[Consigne A]
Recopiez mot pour mot le passage de l'article sur les actions propalestiniennes à Toulouse, de "Pour ma part, je" jusqu'à "lutte en Palestine.".

[Article]
┄┄┄┄┄┄┄┄┄┄┄┄┄┄┄┄┄┄┄┄

Les correspondants locaux de Nouvelle Epoque ont demandé aux militants propalestiniens de la ville de Toulouse de nous fournir une rétrospective des diverses actions qu’ils ont mené depuis le 7 octobre. Voici le récit de Nathan, militant révolutionnaire toulousain.
Nathan : « Tout d’abord, merci à Nouvelle Epoque de nous donner la parole et d’aider à propager partout la juste lutte du peuple palestinien. Je salue le travail de votre journal et son engagement sans faille pour défendre la liberté de la Palestine et son juste droit à la Résistance.
Pour ma part, je suis militant à la Ligue de la Jeunesse Révolutionnaire (LJR). Nous avons participé à créer, avec d’autres forces, le Comité Gaza Libre (CGL), qui est actif au sein des quartiers prolétaires du Mirail, et le Comité de Soutien à la Palestine (CSP), qui regroupe plutôt les militants et forces démocratiques. Depuis le 7 octobre, nous organisons des activités politiques pour soutenir la Palestine au quartier du Mirail, d’abord avec la Ligue puis avec le CGL et le CSP, mais ce ne sont pas les premières choses que nous faisons pour défendre la lutte en Palestine.
Cet été nous avons été là : en juillet, nous avons organisé un goûter populaire pour la Palestine en plein centre du quartier de la Reynerie, qui a permis de récolter des fonds pour une association sur place, l’association Tanweer. L’événement a été très bien reçu par les habitants, une boulangère de la place Abbal nous a même apporté des pâtisseries gratuitement pour l’événement, et une habitante qui participe à l’assemblée hebdomadaire contre les destructions d’immeubles nous a aidé à financer la nourriture.
Durant la fin de l’été, en septembre, nous avons continué la campagne pour l’association Tanweer, en posant une table hebdomadaire au marché de la Reynerie et quelques fois à la fac du Mirail. On a aussi accroché de nombreuses banderoles pour soutenir le combat de la résistance palestinienne et dénoncer l’enfermement depuis 40 ans de Georges Abdallah, communiste libanais combattant pour la Palestine.

┄┄┄┄┄┄┄┄┄┄┄┄┄┄┄┄┄┄┄┄

[Données fournies]

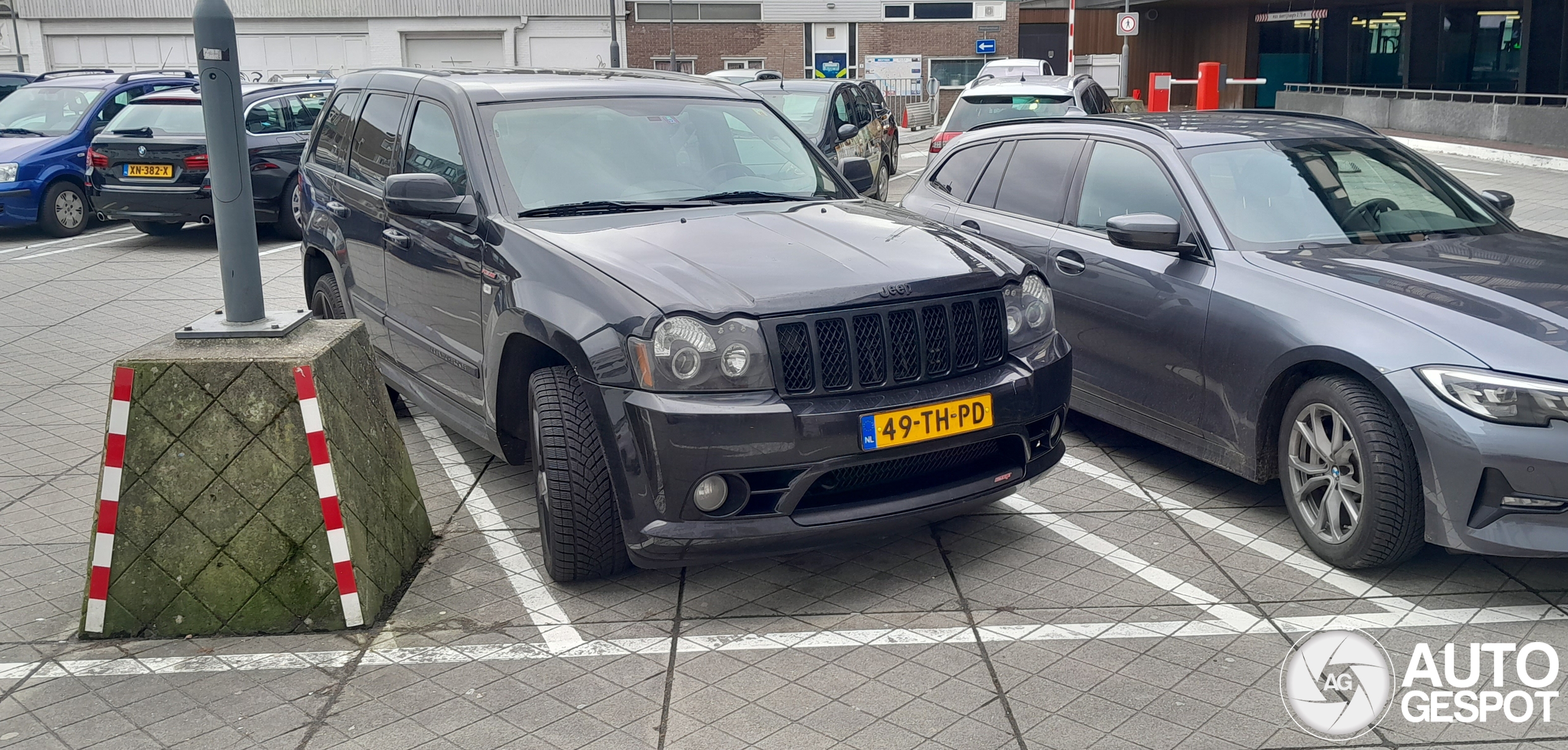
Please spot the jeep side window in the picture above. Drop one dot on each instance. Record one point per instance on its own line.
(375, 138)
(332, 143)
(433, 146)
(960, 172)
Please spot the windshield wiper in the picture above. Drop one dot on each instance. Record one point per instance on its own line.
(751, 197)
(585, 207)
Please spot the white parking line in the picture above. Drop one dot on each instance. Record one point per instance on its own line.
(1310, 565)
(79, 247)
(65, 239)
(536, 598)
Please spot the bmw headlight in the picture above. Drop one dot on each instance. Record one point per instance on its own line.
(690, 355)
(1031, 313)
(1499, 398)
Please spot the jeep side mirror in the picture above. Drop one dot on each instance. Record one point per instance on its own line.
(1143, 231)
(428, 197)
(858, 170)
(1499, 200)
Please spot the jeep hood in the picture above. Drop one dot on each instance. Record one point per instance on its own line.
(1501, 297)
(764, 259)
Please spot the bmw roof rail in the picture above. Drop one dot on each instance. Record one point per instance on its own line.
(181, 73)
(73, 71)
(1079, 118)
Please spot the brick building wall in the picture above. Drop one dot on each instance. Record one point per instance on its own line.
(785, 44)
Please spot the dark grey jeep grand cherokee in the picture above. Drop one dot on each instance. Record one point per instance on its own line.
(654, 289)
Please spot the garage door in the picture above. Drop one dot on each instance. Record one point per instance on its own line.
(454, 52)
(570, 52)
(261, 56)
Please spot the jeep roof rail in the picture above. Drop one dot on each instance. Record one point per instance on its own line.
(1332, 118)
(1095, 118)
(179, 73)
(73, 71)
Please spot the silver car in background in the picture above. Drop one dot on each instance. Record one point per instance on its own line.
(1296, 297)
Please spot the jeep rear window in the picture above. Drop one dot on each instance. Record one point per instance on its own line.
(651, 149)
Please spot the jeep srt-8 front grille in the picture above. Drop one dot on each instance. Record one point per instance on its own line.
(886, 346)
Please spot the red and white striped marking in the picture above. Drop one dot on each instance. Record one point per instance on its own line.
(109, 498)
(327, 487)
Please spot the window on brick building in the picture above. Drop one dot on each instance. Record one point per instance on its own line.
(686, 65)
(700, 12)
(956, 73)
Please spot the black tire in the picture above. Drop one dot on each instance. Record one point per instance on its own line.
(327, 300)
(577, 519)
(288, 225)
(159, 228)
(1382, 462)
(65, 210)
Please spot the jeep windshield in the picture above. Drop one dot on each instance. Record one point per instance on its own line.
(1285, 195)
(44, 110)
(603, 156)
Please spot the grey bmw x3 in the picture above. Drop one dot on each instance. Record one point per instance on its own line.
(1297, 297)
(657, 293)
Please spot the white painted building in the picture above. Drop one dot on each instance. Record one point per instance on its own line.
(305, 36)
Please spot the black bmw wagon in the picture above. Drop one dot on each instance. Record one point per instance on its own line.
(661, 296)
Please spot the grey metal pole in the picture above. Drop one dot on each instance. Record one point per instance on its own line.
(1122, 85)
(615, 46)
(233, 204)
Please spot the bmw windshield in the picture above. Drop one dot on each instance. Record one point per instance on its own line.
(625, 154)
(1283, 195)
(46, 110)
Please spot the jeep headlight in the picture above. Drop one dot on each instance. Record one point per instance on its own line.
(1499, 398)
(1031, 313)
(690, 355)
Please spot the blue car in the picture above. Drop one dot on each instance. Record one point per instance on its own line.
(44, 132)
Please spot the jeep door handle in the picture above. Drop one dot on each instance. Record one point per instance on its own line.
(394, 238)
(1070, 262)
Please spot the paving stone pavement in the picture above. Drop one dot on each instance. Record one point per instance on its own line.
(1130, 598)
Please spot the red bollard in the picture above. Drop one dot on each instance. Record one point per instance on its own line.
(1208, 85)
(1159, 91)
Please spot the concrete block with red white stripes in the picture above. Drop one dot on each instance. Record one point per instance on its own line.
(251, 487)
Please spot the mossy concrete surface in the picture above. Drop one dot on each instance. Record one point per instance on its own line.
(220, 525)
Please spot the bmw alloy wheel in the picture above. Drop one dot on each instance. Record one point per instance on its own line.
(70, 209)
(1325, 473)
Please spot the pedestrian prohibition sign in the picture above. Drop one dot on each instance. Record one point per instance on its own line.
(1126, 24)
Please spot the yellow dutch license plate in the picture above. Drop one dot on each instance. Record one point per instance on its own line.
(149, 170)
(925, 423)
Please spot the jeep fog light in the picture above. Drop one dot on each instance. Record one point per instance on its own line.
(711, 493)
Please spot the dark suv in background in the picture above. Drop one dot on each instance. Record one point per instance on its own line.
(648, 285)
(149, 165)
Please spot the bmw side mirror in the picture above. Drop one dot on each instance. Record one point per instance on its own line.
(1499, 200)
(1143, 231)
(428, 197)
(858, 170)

┄┄┄┄┄┄┄┄┄┄┄┄┄┄┄┄┄┄┄┄

[Consigne B]
Mettez sous forme de tableau Markdown les lignes de la liste ci-dessus, de celle qui contient "Please spot the grey metal" jusqu'à celle qui contient "(1070, 262)", ces deux lignes comprises. Utilisez une colonne « Numéro » pour le rang de chaque ligne et une colonne « Ligne » pour son texte, sans garder les lignes vides.

[Réponse A]
Pour ma part, je suis militant à la Ligue de la Jeunesse Révolutionnaire (LJR). Nous avons participé à créer, avec d’autres forces, le Comité Gaza Libre (CGL), qui est actif au sein des quartiers prolétaires du Mirail, et le Comité de Soutien à la Palestine (CSP), qui regroupe plutôt les militants et forces démocratiques. Depuis le 7 octobre, nous organisons des activités politiques pour soutenir la Palestine au quartier du Mirail, d’abord avec la Ligue puis avec le CGL et le CSP, mais ce ne sont pas les premières choses que nous faisons pour défendre la lutte en Palestine.

[Réponse B]
| Numéro | Ligne |
|---|---|
| 1 | Please spot the grey metal pole in the picture above. Drop one dot on each instance. Record one point per instance on its own line. |
| 2 | (1122, 85) |
| 3 | (615, 46) |
| 4 | (233, 204) |
| 5 | Please spot the bmw windshield in the picture above. Drop one dot on each instance. Record one point per instance on its own line. |
| 6 | (625, 154) |
| 7 | (1283, 195) |
| 8 | (46, 110) |
| 9 | Please spot the jeep headlight in the picture above. Drop one dot on each instance. Record one point per instance on its own line. |
| 10 | (1499, 398) |
| 11 | (1031, 313) |
| 12 | (690, 355) |
| 13 | Please spot the blue car in the picture above. Drop one dot on each instance. Record one point per instance on its own line. |
| 14 | (44, 132) |
| 15 | Please spot the jeep door handle in the picture above. Drop one dot on each instance. Record one point per instance on its own line. |
| 16 | (394, 238) |
| 17 | (1070, 262) |